* EXERCISE AIM *
Format the data below as a Markdown table with two columns, Row and Line: number each line in order and omit any blank lines.

* DATA TO PROCESS *
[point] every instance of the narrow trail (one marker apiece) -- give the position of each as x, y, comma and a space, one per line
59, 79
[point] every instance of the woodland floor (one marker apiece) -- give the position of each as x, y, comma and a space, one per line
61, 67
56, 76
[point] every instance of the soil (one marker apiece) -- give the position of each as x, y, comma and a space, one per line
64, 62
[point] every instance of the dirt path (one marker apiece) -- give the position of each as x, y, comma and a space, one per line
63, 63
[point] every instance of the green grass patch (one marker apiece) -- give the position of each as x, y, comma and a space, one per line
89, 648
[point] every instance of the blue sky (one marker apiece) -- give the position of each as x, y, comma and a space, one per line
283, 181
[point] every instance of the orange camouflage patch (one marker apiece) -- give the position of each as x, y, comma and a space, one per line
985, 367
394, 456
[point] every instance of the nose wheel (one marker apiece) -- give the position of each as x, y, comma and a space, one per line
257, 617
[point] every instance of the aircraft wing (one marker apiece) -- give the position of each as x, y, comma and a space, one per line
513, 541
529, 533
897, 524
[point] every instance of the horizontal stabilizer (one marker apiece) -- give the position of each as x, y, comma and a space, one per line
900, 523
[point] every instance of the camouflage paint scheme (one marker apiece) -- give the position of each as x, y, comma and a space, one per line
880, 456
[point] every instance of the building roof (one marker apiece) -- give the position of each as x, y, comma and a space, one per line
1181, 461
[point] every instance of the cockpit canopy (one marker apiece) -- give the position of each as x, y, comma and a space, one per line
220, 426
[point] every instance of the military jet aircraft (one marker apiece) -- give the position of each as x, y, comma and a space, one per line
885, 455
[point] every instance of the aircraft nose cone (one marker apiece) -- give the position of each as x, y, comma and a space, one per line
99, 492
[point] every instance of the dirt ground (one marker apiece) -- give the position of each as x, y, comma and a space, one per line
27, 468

* EXPECTED ANSWER *
| Row | Line |
|---|---|
| 1 | [point] every instance of the narrow trail (one marker apiece) -- give the position of each as x, y, comma and a space, one per line |
| 2 | 59, 79 |
| 3 | [point] every instance of the woodland floor (one marker apiece) -- give the position of each as x, y, comma and a space, one per line |
| 4 | 61, 67 |
| 5 | 56, 76 |
| 6 | [point] every instance of the soil (one marker apiece) -- give the position of each as x, y, comma and a space, one per line |
| 7 | 64, 62 |
| 8 | [point] every instance of the dirt path (one marker apiece) -- give the position of each as x, y, comma and a space, one per line |
| 9 | 63, 63 |
| 10 | [point] every instance of the green grass patch (one marker apiece) -- give the position of each as x, y, comma and a space, one per line |
| 11 | 89, 648 |
| 12 | [point] every instance of the blue sky (one marker apiece) -- give the position of each as x, y, comma and a space, one per line |
| 13 | 283, 181 |
| 14 | [point] every instance of the orange camouflage patch (one marker apiece) -- give the position of each as x, y, comma and a space, one per line |
| 15 | 985, 367 |
| 16 | 394, 456 |
| 17 | [point] every instance of the nose wheel (one marker apiece) -- give the position of each as x, y, comma and a space, one per line |
| 18 | 257, 617 |
| 19 | [point] every instance of the aircraft wing (one marker apiece) -- give the position of each as x, y, comma and a space, one per line |
| 20 | 513, 541 |
| 21 | 529, 533 |
| 22 | 897, 524 |
| 23 | [point] every instance of the horizontal stabilizer (one marker apiece) -- give the position of each as x, y, comma and a space, one per line |
| 24 | 900, 523 |
| 25 | [point] every instance of the camouflage paint scheme (one marker apiece) -- give the position of each as x, y, comma and a space, one per line |
| 26 | 880, 456 |
| 27 | [point] every instance of the building roof (one marker apiece) -- give the position of each as x, y, comma and a space, one per line |
| 28 | 1181, 461 |
| 29 | [point] every instance of the cockpit canopy (one marker apiece) -- give the position of each as x, y, comma and a space, one per line |
| 30 | 220, 426 |
| 31 | [point] every instance of the military jet aircraft (one marker apiece) -- give the position of each as x, y, comma and a space, one per line |
| 32 | 885, 455 |
| 33 | [point] every instance of the aircraft nose cone (one marker apiece) -- give the position of each as x, y, comma and a space, one per line |
| 34 | 99, 492 |
| 35 | [point] every instance of the dirt ground (one marker apiece) -- give the position of each as x, y, comma and a space, one per line |
| 36 | 27, 468 |